> [DESCRIPTION OF THE TASK]: Please swap "set one marker" for "place one marker" in every one of the rows below, keeping everything else the same. Leave the pictures out of what you return.

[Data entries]

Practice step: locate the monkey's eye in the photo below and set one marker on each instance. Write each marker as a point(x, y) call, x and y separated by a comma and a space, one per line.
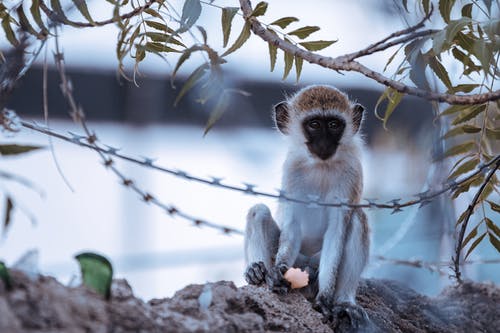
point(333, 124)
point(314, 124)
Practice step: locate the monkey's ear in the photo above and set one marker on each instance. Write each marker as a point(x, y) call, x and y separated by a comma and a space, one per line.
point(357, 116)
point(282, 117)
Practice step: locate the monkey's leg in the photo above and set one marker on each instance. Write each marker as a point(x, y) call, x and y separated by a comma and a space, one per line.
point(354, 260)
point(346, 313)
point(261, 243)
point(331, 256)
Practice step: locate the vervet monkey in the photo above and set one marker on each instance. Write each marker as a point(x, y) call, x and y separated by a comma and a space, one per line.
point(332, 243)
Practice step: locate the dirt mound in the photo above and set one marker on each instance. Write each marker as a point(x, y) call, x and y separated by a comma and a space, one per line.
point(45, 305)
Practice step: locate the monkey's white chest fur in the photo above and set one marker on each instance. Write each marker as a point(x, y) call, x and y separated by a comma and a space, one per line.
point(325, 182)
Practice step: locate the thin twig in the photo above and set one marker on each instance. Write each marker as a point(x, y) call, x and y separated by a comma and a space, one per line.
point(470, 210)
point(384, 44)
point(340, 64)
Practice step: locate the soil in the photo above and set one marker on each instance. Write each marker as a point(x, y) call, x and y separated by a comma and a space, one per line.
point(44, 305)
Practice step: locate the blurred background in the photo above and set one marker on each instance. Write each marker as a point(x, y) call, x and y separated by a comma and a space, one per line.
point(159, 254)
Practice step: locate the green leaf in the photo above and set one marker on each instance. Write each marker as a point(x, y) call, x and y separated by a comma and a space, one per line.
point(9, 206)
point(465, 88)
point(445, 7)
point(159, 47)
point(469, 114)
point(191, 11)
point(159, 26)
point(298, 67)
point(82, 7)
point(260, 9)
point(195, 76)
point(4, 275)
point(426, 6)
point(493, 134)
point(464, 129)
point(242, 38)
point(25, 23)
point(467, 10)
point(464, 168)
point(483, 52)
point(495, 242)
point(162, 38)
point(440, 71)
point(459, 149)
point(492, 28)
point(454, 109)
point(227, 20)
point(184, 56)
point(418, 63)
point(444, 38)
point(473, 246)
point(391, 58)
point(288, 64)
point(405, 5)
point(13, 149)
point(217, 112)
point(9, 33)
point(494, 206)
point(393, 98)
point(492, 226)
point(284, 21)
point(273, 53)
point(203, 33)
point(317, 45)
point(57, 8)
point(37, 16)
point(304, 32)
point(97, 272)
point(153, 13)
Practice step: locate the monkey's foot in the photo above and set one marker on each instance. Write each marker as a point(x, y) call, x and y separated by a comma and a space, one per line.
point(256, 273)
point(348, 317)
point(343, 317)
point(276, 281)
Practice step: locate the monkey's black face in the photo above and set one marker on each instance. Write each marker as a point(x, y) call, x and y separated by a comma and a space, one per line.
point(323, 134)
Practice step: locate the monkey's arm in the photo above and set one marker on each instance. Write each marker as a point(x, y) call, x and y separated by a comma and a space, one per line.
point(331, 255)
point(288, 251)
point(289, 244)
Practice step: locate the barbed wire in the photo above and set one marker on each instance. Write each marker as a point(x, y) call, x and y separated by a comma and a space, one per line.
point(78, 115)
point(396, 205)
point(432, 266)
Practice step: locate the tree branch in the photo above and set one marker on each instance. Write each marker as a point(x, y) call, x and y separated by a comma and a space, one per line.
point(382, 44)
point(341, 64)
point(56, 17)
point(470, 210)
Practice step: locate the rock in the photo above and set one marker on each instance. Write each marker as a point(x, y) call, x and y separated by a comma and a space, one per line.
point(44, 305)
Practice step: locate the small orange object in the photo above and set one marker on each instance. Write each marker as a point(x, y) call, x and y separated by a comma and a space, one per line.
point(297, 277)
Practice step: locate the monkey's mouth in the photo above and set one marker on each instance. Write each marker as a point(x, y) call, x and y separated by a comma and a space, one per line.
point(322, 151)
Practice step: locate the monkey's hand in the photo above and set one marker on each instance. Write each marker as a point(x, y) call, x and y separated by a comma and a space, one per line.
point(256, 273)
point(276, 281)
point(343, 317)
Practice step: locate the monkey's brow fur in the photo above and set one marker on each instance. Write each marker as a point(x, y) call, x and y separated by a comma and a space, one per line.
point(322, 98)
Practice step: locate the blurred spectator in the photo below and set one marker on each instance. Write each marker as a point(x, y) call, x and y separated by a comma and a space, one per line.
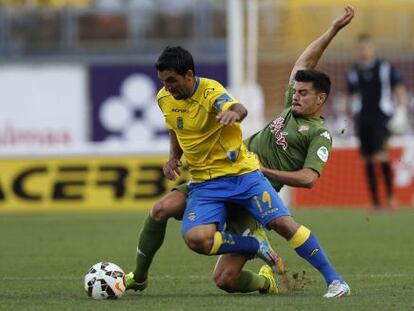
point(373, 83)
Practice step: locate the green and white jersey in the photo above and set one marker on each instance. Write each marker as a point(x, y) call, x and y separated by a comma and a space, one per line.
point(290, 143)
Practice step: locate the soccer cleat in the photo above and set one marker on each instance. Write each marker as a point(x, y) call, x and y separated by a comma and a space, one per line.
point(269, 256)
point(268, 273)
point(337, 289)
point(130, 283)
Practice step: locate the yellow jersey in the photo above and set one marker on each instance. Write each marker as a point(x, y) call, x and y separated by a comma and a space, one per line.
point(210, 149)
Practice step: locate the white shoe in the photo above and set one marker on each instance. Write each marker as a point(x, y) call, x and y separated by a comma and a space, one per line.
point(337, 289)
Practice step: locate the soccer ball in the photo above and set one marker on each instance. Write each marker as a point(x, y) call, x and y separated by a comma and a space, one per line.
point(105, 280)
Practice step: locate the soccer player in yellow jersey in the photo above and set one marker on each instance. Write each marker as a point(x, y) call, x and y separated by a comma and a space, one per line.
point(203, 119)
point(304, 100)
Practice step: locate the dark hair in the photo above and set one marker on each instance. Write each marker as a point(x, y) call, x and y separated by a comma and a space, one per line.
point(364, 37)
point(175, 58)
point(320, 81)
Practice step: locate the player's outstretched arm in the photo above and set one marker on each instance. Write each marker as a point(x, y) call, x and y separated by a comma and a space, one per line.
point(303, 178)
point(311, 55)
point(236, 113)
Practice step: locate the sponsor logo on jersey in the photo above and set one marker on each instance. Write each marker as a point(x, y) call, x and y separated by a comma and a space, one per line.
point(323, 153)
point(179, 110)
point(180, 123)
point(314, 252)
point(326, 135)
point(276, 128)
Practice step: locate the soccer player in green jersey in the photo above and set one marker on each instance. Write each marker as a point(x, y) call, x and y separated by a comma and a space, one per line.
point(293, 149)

> [EXERCISE RESULT]:
Practice step: locate the monkey's eye in the photo below and place one marker on each instance. Write each marker as a point(x, y) call, x and y separated by a comma and a space, one per line.
point(333, 124)
point(314, 124)
Practice step: locate the monkey's ear in the photo above and place one marker on each instance. Write each marker as a point(x, y) call, x and y separated by a comma and a space, one per line.
point(357, 116)
point(282, 117)
Practice step: locate the monkey's leg in the photo above and place one marker on each instance. Write each marker as a point(x, y) call, x and y separated by a comma and a space, one per line.
point(354, 260)
point(346, 313)
point(261, 243)
point(331, 256)
Practice step: locate the vervet monkey in the photo above and place one marker on each instance. Write each marker as a point(x, y) call, x and y separated by a comma and a space, one per line.
point(332, 243)
Practice step: locate the dirt mound in the photo above and place one marker on each instance. Write each marker as a point(x, y) call, x and y separated by a comma and a space, one per line.
point(45, 305)
Practice step: locate the monkey's white chest fur in the photo above and place one marker on each instance. Write each marker as a point(x, y) call, x and y separated by a comma and a space, one per line.
point(325, 182)
Practice step: locate the thin twig in the photo above and place one marker on each instance. Write each marker as a point(x, y) call, x and y separated by a comma and a space, one per line.
point(470, 210)
point(384, 44)
point(340, 64)
Practice step: locate the soil in the photo above and place one marker on each instance. Write each marker as a point(x, y) call, x and y separated by a comma and a space, one per line.
point(44, 305)
Practice step: locate the blurred background in the photo above and place one marker on each instance. Write each marker as a point(x, y) call, x and y separated by a comma and a space, one per line.
point(159, 254)
Practice step: locate the green leaf in the photo above and place one marker on each instance. Write each marker as a point(x, y) call, x and y separated by a comma and a space, one per line.
point(9, 206)
point(465, 88)
point(445, 7)
point(159, 47)
point(469, 114)
point(191, 11)
point(159, 26)
point(298, 67)
point(82, 7)
point(260, 9)
point(195, 76)
point(4, 275)
point(426, 6)
point(493, 134)
point(464, 129)
point(242, 38)
point(25, 23)
point(467, 10)
point(464, 168)
point(483, 52)
point(495, 242)
point(162, 38)
point(440, 71)
point(459, 149)
point(492, 28)
point(454, 109)
point(227, 20)
point(184, 56)
point(418, 63)
point(444, 38)
point(473, 246)
point(391, 58)
point(288, 64)
point(405, 5)
point(13, 149)
point(217, 112)
point(9, 33)
point(494, 206)
point(393, 98)
point(492, 226)
point(284, 21)
point(273, 53)
point(203, 33)
point(317, 45)
point(57, 8)
point(37, 16)
point(304, 32)
point(97, 272)
point(153, 13)
Practice step: locate the monkey's foot in the photo above and place one marker on each instance. Write each marker as a point(x, y) call, x and y separated by a comma and a space, one per line.
point(256, 273)
point(348, 317)
point(343, 317)
point(276, 281)
Practice step: locate the monkey's black face in the photo above and place one marker on each instance. Write each marker as a point(x, y) call, x and y separated by a comma and a space, one per line.
point(323, 134)
Practice step: locate the monkey's arm in the photo above and place one marker on each instance. Write each marker as a point(x, y) call, x and y separated by a comma and a space, one per line.
point(331, 255)
point(288, 251)
point(289, 244)
Practice step: locate the barbed wire in the photo above and place one marker on each instance. Write each marker as a point(x, y) call, x and y separated by a comma and a space, one per line.
point(78, 115)
point(396, 205)
point(432, 266)
Practice step: locate the tree branch in the photo above and place one marker on each instance. Write each marker as a point(x, y) call, x and y separated by a comma and a space, one per line.
point(382, 44)
point(341, 64)
point(56, 17)
point(470, 210)
Practice step: locate the rock in the photo above and place one marker on each instance. Write each marker as a point(x, y) call, x and y separated by a comma and a space, one per line.
point(44, 305)
Practice step: locate the small orange object in the photo above and place one marker on each instance. Write each marker as a point(x, y) call, x and y separated by a comma and a space, one per line.
point(297, 277)
Practice step: locate the monkey's mouth in the photo above and place one marker on each instance. Write each marker as a point(x, y) call, x and y separated by a comma and a space, one per line.
point(322, 151)
Practice step: locate the monkey's hand in the photo above and place one marker on each instance. Write each marker as a point(x, y) call, x and y separated by a comma and a space, one per line.
point(256, 273)
point(276, 281)
point(343, 317)
Practice step: locate the monkey's brow fur in the photo above and place one marker on each instance. Write each marker as a point(x, y) call, x and y separated by a comma and a space, one per line.
point(322, 98)
Practice step: locate the blurred spectator in the photo below and place one marker on each instance. Write each marker as a point(x, y) call, x and y separated by a comma and a space, one per line.
point(373, 83)
Practice step: locate the green and white jersey in the photo above and place one marker on each instance. Write each marker as a point(x, y) call, x and y separated by a comma and a space, one per line.
point(290, 143)
Practice step: locate the soccer cleat in the photo above and place one marker on each instance. Write each marker as a point(x, y) call, x and y separated by a comma and a space, one per line.
point(269, 256)
point(268, 273)
point(337, 289)
point(130, 283)
Practice step: locate the yellow jersey in the photo above and place one marker on each instance. Write each marker as a point(x, y) call, x and y separated by a comma and a space, one per line.
point(210, 149)
Practice step: locate the white shoe in the photo above and place one marker on each instance. Write each marker as a point(x, y) call, x and y separated by a comma and a space, one per line.
point(337, 289)
Practice step: locate the soccer ball in the photo above and place one marker on each instance. Write each marker as a point(x, y) call, x and y separated by a comma and a space, one per line.
point(105, 280)
Practice step: locate the soccer player in yellow jersey in the photo above and place one marker on each instance. Write each marker as a point(x, y) call, x and y separated by a comma and a space, one per line.
point(203, 119)
point(304, 100)
Practice step: locate the dark hair in the photo above and place one marker on each instance. Write each marker as a point(x, y) call, x and y separated by a comma and a space, one per line.
point(364, 37)
point(175, 58)
point(320, 81)
Practice step: locate the player's outstretched arm in the photo above and place one marker on each instance. Write each marker as a point(x, y) call, x and y separated by a comma and a space, one per line.
point(303, 178)
point(311, 55)
point(236, 113)
Practice step: locate the sponsor logo on jersey in the photo above and place one marker on each instance. Write each marker as a point(x, y) call, x and y separated by a comma and a space, one per line.
point(323, 153)
point(179, 110)
point(180, 123)
point(314, 252)
point(326, 135)
point(276, 128)
Practice step: locate the soccer player in green jersey in the photo above and place one marker on each instance. Write each marker as a point(x, y) call, x and y separated by a comma and a space, one per line.
point(293, 149)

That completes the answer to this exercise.